::: Supplied data

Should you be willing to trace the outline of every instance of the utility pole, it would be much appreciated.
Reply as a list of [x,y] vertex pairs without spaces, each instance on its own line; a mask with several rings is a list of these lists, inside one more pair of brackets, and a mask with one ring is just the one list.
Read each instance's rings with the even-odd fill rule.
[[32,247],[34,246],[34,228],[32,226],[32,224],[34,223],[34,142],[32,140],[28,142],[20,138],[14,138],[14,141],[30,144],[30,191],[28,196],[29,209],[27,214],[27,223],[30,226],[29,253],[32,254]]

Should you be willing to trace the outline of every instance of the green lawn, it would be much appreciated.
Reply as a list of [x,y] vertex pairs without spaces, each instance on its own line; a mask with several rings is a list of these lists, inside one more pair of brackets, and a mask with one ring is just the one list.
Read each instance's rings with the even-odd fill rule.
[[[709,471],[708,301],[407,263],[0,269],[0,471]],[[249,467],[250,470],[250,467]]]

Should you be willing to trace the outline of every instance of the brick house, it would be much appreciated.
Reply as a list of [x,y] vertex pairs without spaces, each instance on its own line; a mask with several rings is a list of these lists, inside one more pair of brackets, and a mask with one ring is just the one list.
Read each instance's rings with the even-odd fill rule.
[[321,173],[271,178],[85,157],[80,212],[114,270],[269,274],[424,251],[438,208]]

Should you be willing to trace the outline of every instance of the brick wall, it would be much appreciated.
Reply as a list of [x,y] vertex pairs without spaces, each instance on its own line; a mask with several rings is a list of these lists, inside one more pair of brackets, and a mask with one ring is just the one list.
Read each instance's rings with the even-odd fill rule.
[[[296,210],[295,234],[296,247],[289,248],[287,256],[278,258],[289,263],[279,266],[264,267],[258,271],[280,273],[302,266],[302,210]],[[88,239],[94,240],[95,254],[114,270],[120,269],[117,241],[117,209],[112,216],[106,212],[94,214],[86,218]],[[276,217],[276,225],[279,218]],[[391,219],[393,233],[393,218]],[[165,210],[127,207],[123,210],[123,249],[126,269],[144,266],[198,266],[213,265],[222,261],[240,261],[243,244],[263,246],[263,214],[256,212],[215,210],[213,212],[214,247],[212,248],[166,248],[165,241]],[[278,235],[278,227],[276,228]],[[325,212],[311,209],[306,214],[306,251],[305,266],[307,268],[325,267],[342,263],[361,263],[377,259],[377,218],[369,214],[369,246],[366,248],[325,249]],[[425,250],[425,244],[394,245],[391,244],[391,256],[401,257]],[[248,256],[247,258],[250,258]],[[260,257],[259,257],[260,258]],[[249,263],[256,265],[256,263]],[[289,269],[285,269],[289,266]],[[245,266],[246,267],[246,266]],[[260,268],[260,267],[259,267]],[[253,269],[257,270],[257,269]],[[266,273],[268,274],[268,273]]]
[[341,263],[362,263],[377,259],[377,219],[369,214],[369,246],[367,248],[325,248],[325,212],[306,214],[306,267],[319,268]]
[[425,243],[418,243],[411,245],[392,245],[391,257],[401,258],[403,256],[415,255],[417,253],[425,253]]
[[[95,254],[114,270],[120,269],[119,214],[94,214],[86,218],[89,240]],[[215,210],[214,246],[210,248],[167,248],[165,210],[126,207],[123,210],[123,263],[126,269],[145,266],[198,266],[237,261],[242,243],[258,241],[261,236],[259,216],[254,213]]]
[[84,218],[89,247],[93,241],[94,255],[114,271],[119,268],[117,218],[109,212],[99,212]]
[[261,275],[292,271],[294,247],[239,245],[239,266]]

::::::

What the task requires: How many lines in the entries above contain the word "brick"? Matching is case-sensitive, and the reply should be the number alone.

Reply to the exercise: 2